Source data:
_ _ _
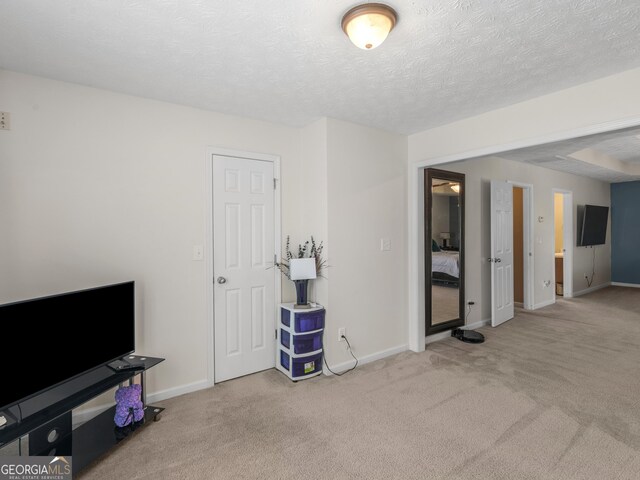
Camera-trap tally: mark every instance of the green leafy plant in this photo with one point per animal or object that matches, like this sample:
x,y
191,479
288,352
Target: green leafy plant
x,y
308,249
_ _ _
Work order: Although the records above contain pictures, only their text is to be repeated, exactly as given.

Exercise result:
Camera-trap tally: mark every instance of the green leafy plant in this photo with one point per animal or object that matches, like this sample:
x,y
191,479
288,352
Target: green leafy plant
x,y
308,249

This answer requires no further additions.